Start of Block

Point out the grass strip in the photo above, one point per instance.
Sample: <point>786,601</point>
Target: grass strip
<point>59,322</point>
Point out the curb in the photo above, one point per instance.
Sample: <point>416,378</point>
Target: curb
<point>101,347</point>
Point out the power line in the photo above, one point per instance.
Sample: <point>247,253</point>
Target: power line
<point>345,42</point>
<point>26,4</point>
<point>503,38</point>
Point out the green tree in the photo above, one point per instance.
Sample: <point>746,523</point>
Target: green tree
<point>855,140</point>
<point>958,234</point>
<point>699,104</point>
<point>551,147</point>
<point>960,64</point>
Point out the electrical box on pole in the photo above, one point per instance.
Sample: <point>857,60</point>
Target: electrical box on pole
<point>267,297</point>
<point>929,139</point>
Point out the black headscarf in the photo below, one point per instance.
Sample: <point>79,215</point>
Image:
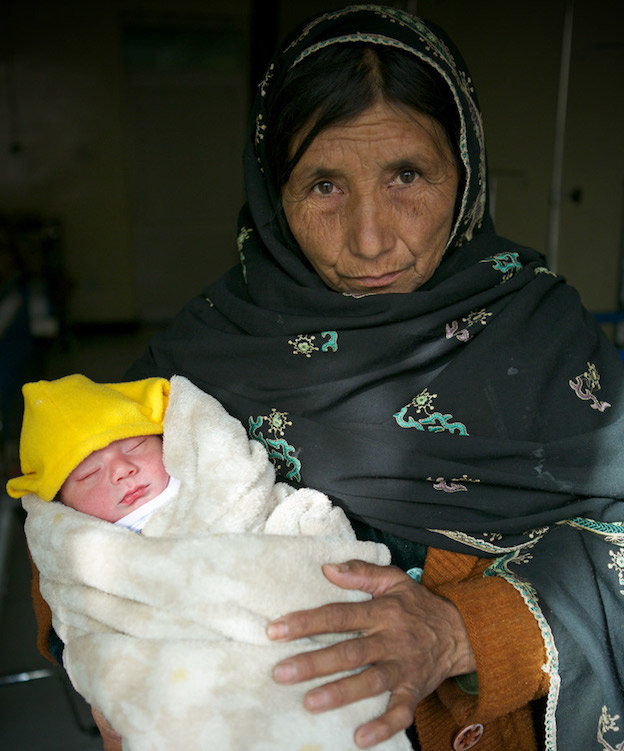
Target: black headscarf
<point>482,413</point>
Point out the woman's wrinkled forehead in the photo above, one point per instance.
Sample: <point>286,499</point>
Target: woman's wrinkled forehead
<point>387,28</point>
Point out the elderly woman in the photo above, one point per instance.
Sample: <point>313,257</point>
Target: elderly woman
<point>438,382</point>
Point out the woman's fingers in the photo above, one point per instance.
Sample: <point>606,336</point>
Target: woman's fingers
<point>345,655</point>
<point>340,618</point>
<point>365,684</point>
<point>398,716</point>
<point>405,640</point>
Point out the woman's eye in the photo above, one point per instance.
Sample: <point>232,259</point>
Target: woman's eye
<point>324,188</point>
<point>407,176</point>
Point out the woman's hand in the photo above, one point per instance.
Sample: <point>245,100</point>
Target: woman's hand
<point>110,738</point>
<point>410,639</point>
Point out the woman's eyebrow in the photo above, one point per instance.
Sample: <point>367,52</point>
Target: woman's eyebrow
<point>317,173</point>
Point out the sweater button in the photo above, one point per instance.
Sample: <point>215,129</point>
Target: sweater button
<point>468,737</point>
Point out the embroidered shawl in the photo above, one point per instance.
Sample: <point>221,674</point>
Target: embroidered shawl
<point>482,413</point>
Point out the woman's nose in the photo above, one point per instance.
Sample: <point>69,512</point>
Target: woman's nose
<point>370,231</point>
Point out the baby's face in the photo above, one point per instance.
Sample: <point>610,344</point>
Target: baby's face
<point>113,481</point>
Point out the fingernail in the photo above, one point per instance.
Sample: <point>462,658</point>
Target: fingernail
<point>340,568</point>
<point>316,700</point>
<point>277,630</point>
<point>365,738</point>
<point>285,672</point>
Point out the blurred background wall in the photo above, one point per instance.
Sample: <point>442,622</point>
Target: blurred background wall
<point>122,123</point>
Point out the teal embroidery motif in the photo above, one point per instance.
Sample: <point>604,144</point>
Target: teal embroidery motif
<point>586,384</point>
<point>607,724</point>
<point>304,344</point>
<point>434,422</point>
<point>456,485</point>
<point>617,564</point>
<point>500,567</point>
<point>243,235</point>
<point>279,450</point>
<point>265,81</point>
<point>472,319</point>
<point>507,263</point>
<point>260,128</point>
<point>613,533</point>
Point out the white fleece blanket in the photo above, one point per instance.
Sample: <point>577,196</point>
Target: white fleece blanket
<point>164,632</point>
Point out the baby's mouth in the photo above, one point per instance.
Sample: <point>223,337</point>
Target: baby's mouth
<point>133,495</point>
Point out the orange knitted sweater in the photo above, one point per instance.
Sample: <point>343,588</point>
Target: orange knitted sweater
<point>508,649</point>
<point>509,652</point>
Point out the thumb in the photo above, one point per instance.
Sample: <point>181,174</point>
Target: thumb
<point>366,577</point>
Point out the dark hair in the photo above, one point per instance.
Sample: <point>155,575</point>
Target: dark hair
<point>338,83</point>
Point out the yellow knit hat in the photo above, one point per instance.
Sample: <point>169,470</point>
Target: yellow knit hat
<point>67,419</point>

End of Block

Repeat the entries word for word and skip the pictures.

=== Problem solution ===
Point out the grass strip in the photo above, one point per instance.
Sample: <point>786,601</point>
Target: grass strip
<point>59,322</point>
Point out the curb in the photo above, one point per instance.
Sample: <point>416,378</point>
Target: curb
<point>101,347</point>
Point out the power line in the photo above, one point per instance.
Sample: <point>247,253</point>
Target: power line
<point>345,42</point>
<point>26,4</point>
<point>503,38</point>
Point out the green tree in the photo above, one point per instance.
Sample: <point>746,523</point>
Target: green tree
<point>855,140</point>
<point>958,234</point>
<point>699,104</point>
<point>551,147</point>
<point>960,64</point>
Point out the electrical box on pole in the photo above, one point per instance.
Sample: <point>857,60</point>
Target: electrical box on pole
<point>267,297</point>
<point>929,139</point>
Point out the black headscarf in the photo below, one point per instance.
Sample: <point>79,215</point>
Image:
Target: black headscarf
<point>482,413</point>
Point out the woman's wrinkled forehead in the photo above, one point per instance.
Sample: <point>286,499</point>
Target: woman's wrinkled forehead
<point>387,28</point>
Point out the elderly woman in the photo above, one point per instance.
Sample: <point>313,257</point>
Target: elderly woman
<point>438,382</point>
Point out the woman's fingers in the photo above, one point per instance.
Sample: <point>606,336</point>
Target: woman's fingers
<point>345,655</point>
<point>340,618</point>
<point>365,684</point>
<point>398,716</point>
<point>405,640</point>
Point out the woman's eye in the photo above, one point per instance.
Sample: <point>232,259</point>
Target: woman's eye
<point>324,188</point>
<point>407,176</point>
Point out the woman's hand in the photo above, one point per instance.
Sample: <point>245,100</point>
Target: woman's hand
<point>110,738</point>
<point>410,639</point>
Point out the woman's eyebrow in the photo above, one point per instance.
Sample: <point>367,52</point>
Target: woman's eyebrow
<point>317,173</point>
Point out the sweater button in the photo above, one point per instance.
Sample: <point>215,129</point>
Target: sweater button
<point>468,737</point>
Point out the embroidered shawl in the photo above, one point per instance.
Sample: <point>221,674</point>
Target: embroidered shawl
<point>482,413</point>
Point out the woman's nose in the photo above, one point per instance.
Sample: <point>69,512</point>
Target: woman's nose
<point>370,231</point>
Point out the baby's face in the photo above, one point per instance.
Sample: <point>610,344</point>
Target: baby's face
<point>113,481</point>
Point out the fingernail in the photo above, one point per instance.
Sample: <point>462,658</point>
Target: fingernail
<point>340,568</point>
<point>316,700</point>
<point>277,630</point>
<point>365,738</point>
<point>285,672</point>
Point out the blurred background wall in the photo above, one point per instance.
Sample: <point>442,622</point>
Target: blurred background wall
<point>122,123</point>
Point out the teal embroidery motif in the photo above, one point per instance.
Sample: <point>604,144</point>
Target: teal embroidery motif
<point>586,384</point>
<point>607,724</point>
<point>304,344</point>
<point>434,422</point>
<point>456,485</point>
<point>617,564</point>
<point>500,567</point>
<point>243,235</point>
<point>279,450</point>
<point>265,81</point>
<point>472,319</point>
<point>507,263</point>
<point>260,128</point>
<point>613,533</point>
Point out the white fleece blanket in the photo above, one point per instance.
Sample: <point>577,196</point>
Target: white fleece blanket
<point>164,632</point>
Point out the baby's mouth in the photo above, one point per instance.
Sample: <point>223,337</point>
Target: baby's mouth
<point>133,495</point>
Point out the orange knitted sweater in the photo above, one point per instance.
Sample: <point>343,588</point>
Target: orange knitted sweater
<point>508,649</point>
<point>509,652</point>
Point out the thumb in the photo above, one point per instance.
Sample: <point>181,174</point>
Target: thumb
<point>366,577</point>
Point out the dark hair in the photo above, one point per instance.
Sample: <point>155,575</point>
Target: dark hair
<point>338,83</point>
Point out the yellow knit hat in the photo above, one point per instance.
Sample: <point>169,470</point>
Target: yellow knit hat
<point>67,419</point>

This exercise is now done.